> Excerpted records
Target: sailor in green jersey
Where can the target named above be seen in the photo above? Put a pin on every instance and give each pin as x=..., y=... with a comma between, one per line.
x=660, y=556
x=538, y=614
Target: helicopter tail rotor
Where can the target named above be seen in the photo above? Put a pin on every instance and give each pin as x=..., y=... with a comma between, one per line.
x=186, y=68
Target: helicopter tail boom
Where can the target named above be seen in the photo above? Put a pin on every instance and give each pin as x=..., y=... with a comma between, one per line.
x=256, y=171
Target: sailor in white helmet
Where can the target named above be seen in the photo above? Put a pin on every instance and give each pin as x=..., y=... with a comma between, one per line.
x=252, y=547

---

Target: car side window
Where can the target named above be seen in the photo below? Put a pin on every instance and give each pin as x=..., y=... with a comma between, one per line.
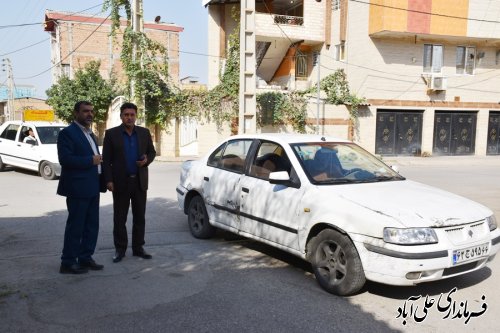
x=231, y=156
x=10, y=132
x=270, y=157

--

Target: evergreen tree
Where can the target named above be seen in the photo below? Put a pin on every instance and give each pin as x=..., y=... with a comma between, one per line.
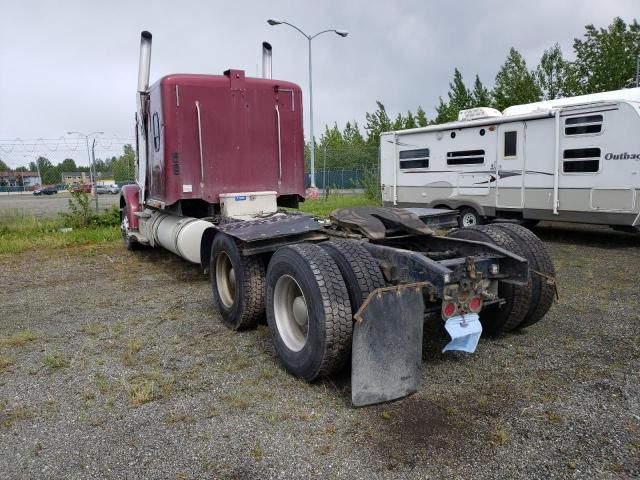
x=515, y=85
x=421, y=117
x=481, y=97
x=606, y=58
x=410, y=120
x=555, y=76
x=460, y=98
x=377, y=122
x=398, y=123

> Work item
Which lines of the records contain "sailor"? Show each of them.

> Reply to the exercise
Target: sailor in green jersey
Target: sailor in white helmet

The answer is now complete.